Task directions:
Reproduce word for word the part of the Galaxy data manager walkthrough that begins at the words "Click on all_fasta" and stops after "by the devteam.".

Under Run Data Manager Tools, click Create DBKey and Reference Genome - fetching. The Reference Genome tool form from data_manager_fetch_genome_all_fasta_dbkey is displayed. NOTE: If you receive the error "Uncaught exception in exposed API method:", you will need to restart Galaxy first.

From the DBKEY to assign to data: list choose: sacCer2
Enter S. cerevisiae June 2008 (SGD/sacCer2) (sacCer2) for the Name of sequence field
Leave the ID for sequence field empty
Click Execute


In your history, you will see a new dataset for the data manager run. When the job has finished, go back to the Data Manager view on the Galaxy Admin page. (Click Local Data)

Click on all_fasta under View Tool Data Table Entries

You should see that sacCer2 has been added to all_fasta.

Part 3: Download and install the BWA data manager
In this part we will repeat the process from part 1 except that we will install the bwa data manager this time.

Install the bwa data manager from the toolshed.

From the Admin page, click Search Toolsheds and then search for bwa.
Install the data_manager_bwa_mem_index_builder by the devteam.


Part 4: Build the BWA index for sacCer2
In this part we will actually build the BWA index for sacCer2. It will automatically be added to our list of available reference genomes in the BWA tool.

From the Galaxy Admin page, click Local data
Click on BWA-MEM index - builder under Run Data Manager Tools

Select sacCer2 for Source Fasta Sequence
Put sacCer2 into the other two blank fields.
Click Execute. NOTE: If you receive the error "Parameter all_fasta_source requires a value, but has no legal values defined.", you will need to restart Galaxy first.

Record set:
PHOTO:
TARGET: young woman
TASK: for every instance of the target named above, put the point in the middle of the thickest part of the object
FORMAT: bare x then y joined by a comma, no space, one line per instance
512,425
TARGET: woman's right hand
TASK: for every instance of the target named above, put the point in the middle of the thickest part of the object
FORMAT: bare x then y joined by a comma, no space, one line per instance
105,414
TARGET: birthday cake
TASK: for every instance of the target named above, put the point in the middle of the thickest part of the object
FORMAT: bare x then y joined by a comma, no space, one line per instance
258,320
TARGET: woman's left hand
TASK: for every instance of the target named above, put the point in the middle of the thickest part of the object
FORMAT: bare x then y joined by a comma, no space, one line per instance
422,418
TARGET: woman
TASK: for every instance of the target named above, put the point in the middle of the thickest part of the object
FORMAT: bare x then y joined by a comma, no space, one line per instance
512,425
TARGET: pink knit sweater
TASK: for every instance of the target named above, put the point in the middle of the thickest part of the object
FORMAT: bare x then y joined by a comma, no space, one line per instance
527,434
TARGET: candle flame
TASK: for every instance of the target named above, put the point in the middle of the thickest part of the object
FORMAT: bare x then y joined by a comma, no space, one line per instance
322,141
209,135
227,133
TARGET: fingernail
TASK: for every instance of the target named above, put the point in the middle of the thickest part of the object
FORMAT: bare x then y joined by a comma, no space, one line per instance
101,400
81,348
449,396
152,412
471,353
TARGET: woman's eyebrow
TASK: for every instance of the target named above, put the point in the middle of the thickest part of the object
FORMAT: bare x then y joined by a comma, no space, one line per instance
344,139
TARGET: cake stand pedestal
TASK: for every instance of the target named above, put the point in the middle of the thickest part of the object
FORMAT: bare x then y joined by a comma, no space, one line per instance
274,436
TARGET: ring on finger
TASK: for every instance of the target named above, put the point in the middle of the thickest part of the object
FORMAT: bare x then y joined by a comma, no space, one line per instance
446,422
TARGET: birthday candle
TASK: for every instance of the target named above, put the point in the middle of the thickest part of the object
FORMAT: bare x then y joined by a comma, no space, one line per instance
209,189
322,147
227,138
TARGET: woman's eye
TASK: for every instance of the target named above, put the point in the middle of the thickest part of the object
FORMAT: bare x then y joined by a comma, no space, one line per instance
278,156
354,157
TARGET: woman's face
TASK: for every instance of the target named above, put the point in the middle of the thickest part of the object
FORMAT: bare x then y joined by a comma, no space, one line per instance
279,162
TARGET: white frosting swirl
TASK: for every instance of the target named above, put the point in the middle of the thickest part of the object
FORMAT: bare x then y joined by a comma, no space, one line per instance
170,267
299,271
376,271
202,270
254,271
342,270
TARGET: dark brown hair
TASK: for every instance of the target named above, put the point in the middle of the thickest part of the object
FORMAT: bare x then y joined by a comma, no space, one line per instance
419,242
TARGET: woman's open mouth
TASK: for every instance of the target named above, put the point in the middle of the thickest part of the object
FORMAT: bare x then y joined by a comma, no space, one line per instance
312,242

Exercise answer:
Click on all_fasta under View Tool Data Table Entries

You should see that sacCer2 has been added to all_fasta.

Part 3: Download and install the BWA data manager
In this part we will repeat the process from part 1 except that we will install the bwa data manager this time.

Install the bwa data manager from the toolshed.

From the Admin page, click Search Toolsheds and then search for bwa.
Install the data_manager_bwa_mem_index_builder by the devteam.